Content starts

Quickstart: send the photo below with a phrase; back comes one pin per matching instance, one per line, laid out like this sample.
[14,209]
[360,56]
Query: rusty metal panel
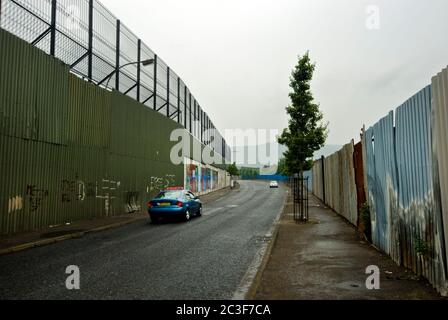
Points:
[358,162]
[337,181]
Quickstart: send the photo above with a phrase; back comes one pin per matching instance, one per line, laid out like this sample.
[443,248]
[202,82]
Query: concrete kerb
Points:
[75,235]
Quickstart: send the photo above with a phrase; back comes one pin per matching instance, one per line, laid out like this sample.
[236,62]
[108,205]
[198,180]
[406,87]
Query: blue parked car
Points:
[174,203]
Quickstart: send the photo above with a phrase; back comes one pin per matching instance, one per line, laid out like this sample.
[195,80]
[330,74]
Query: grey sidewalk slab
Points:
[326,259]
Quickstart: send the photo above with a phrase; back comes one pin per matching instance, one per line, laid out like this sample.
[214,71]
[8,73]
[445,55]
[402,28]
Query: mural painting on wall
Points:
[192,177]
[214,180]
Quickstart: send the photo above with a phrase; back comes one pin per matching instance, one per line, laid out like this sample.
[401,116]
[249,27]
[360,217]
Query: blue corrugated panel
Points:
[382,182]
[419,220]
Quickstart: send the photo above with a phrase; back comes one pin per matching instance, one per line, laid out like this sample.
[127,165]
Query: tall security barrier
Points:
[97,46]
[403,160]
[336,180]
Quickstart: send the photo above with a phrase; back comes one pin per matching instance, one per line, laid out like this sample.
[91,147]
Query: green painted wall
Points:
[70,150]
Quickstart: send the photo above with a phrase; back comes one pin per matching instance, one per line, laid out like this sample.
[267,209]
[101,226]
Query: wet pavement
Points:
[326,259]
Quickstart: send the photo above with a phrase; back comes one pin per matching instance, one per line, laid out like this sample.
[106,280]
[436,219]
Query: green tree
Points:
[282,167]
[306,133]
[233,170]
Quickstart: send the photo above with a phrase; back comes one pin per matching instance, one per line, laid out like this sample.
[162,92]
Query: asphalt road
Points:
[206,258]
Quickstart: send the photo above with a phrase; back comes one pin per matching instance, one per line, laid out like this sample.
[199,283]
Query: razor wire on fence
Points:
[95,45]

Content ends

*Problem to work on*.
Return the material word for word. Pictures are not part of the copy.

*Response*.
Quickstart: send the photo below with a phrase; back comes one pin per matching instance, one per line, laid out like this sample.
[14,209]
[360,56]
Query: rusty metal panel
Points:
[358,162]
[337,181]
Quickstart: send the photo above with a phrase; back comes one pin per matching instance, one per line, laid out like this sample.
[443,248]
[202,82]
Query: concrete kerb
Points:
[75,235]
Quickstart: send the photo above with a phrase; back comes one pin per matching instance, one per line, laid out like this sample.
[236,62]
[108,205]
[198,180]
[406,87]
Query: blue parked car
Points:
[174,203]
Quickstart: send the photo above with a phrase; back comes one pin per matching instance, one per line, laid out like this sample.
[195,80]
[330,74]
Query: grey sidewalk slab
Points:
[326,259]
Quickstart: send the photo above with a phrase; back comes one pin per matching instance, one per line, laid out like this sample.
[214,71]
[8,73]
[445,55]
[402,28]
Query: mural painting on wall
Points:
[192,177]
[214,180]
Quickstart: send the photo above with a phrase; back comes one pin per matching instance, one per line, laid out like this sample.
[401,116]
[249,27]
[360,217]
Query: blue corrugated panel
Points:
[382,182]
[419,220]
Quickstart: send the photo above with a phrase; back comes one pin per matching instance, one per line, laid out like this sample.
[127,165]
Query: tall security barrier
Points:
[97,46]
[403,160]
[336,180]
Quickstart: send the photo above with a phrase; back comes one pin per matching instance, one per line, laid out like this sample.
[91,147]
Query: green painted wall
Points:
[70,150]
Quickstart: send the photo above with a phrase; back comes one pin per matching instance, one per line, laid out like this sample.
[267,209]
[101,226]
Query: wet pavement
Points:
[326,259]
Quickstart: send the photo above with a phrase; back comes one pin per matching instance, one per line, laid out like this sample.
[106,280]
[436,219]
Query: green tree
Points:
[282,167]
[306,133]
[233,170]
Quickstart: send the photo above with a phrase; back comes one pin per matching instance, one per line, laid out like this sample.
[162,92]
Query: asphalt road
Points:
[206,258]
Quickstart: send the photo above with a phrase; back comes one pin per matching instance, one per line, laid out like this sample.
[199,283]
Query: razor wire on fence
Points:
[95,45]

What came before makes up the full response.